→ TASK MATERIAL

▼

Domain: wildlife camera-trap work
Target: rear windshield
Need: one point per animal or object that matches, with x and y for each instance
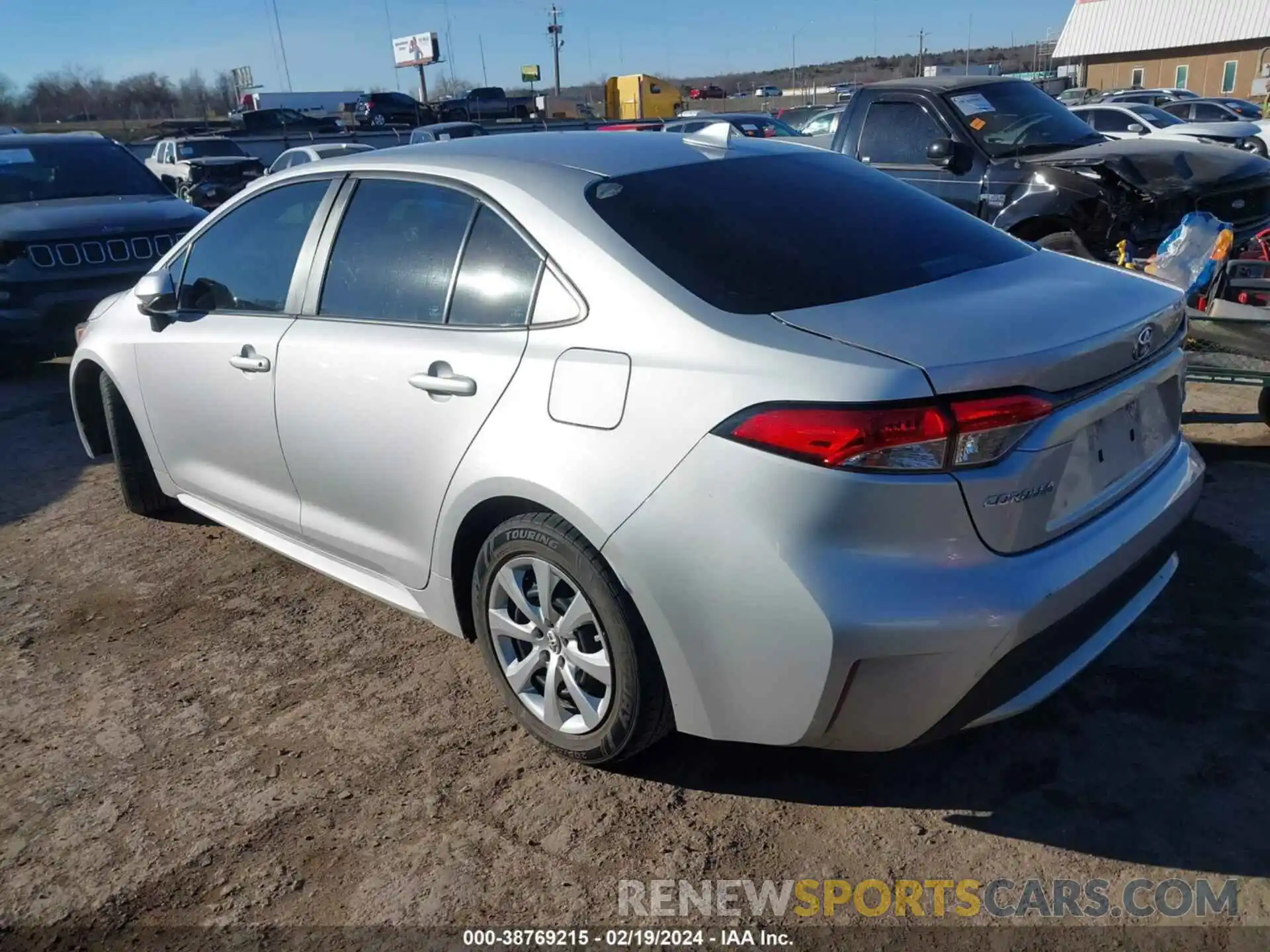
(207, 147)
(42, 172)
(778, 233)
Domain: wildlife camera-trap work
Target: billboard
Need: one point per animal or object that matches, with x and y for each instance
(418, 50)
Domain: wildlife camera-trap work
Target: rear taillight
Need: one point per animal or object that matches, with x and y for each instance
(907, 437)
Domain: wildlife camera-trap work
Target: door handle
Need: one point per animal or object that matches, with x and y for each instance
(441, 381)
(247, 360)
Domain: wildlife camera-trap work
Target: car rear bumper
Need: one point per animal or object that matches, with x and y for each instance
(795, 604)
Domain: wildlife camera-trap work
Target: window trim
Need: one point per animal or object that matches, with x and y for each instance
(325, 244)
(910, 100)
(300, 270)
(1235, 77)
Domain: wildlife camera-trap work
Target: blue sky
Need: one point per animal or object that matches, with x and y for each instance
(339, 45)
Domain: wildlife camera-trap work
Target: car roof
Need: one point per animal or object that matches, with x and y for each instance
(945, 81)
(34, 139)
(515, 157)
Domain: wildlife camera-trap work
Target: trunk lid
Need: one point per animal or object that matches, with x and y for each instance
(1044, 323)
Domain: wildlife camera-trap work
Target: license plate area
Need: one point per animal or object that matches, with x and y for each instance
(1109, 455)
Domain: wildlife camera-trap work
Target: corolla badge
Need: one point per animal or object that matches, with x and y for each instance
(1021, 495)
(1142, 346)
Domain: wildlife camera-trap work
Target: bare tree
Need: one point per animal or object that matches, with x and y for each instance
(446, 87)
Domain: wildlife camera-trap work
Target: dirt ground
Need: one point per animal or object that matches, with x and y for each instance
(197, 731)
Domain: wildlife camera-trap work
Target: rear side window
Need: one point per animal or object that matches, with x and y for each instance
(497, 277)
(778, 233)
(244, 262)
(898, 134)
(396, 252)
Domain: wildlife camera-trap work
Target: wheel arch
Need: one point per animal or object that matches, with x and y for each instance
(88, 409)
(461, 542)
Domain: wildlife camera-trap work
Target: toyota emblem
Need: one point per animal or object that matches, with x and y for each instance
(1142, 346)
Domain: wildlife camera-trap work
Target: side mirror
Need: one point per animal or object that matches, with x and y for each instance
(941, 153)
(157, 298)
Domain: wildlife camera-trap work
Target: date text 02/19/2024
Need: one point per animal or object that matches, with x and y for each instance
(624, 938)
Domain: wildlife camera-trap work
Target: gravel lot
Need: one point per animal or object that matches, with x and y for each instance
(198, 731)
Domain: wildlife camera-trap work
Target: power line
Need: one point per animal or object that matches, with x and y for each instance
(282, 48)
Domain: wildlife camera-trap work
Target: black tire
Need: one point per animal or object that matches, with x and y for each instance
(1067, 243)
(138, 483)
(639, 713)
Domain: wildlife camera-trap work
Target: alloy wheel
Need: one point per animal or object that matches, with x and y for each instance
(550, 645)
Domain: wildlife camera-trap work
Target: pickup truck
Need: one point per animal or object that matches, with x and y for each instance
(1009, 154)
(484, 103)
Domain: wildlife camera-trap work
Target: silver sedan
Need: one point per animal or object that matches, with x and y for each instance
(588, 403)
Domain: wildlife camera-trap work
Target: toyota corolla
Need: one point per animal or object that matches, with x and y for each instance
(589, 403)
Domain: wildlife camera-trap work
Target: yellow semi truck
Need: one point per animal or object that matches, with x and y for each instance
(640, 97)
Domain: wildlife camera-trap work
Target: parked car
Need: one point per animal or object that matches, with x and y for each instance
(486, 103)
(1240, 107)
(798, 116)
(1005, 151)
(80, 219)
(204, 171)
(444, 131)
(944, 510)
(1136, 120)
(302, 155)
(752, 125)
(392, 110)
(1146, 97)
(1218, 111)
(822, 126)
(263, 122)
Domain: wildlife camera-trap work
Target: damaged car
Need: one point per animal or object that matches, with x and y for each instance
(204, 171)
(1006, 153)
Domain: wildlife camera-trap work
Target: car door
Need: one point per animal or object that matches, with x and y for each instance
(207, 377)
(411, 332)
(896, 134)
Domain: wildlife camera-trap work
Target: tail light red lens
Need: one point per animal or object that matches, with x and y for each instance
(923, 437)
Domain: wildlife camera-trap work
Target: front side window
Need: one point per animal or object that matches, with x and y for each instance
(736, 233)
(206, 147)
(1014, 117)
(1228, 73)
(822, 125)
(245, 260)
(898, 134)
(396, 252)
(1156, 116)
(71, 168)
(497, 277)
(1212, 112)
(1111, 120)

▲
▼

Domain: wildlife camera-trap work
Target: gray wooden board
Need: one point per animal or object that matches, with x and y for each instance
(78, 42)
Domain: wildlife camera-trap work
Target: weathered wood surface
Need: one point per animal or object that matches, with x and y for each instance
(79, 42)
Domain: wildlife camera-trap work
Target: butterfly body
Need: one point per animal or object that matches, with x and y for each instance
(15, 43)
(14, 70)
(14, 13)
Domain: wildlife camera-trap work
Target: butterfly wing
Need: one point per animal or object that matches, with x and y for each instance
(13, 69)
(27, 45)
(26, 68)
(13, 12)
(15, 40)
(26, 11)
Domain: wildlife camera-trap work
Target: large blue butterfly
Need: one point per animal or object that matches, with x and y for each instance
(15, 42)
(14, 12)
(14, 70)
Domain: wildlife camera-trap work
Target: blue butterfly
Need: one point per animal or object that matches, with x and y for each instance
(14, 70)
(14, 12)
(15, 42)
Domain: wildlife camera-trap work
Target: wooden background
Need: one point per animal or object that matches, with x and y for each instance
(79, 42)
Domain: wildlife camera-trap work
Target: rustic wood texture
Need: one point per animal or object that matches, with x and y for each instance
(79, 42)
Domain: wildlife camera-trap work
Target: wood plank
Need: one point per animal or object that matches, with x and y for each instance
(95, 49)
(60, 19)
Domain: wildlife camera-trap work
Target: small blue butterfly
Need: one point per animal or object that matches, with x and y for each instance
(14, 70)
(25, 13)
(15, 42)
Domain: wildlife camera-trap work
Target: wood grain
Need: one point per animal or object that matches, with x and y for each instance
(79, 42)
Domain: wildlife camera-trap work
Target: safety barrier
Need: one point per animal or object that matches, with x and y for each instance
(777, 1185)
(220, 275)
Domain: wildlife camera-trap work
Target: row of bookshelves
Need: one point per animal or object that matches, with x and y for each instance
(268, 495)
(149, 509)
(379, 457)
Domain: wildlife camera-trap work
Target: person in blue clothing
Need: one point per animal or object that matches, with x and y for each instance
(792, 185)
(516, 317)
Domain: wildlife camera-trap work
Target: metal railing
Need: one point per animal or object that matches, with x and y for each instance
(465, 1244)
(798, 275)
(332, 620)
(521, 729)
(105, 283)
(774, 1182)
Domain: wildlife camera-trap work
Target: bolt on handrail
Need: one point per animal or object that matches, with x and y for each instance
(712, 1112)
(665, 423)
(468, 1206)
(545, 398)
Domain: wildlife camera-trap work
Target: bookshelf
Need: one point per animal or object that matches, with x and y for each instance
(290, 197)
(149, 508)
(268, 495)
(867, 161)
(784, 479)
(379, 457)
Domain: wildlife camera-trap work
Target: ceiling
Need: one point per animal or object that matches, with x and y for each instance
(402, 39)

▲

→ AIM
Find every line in the rows above that contains the word "truck", and copy each of those lines.

→ THE SOLUTION
Target: pickup truck
Target: yellow semi truck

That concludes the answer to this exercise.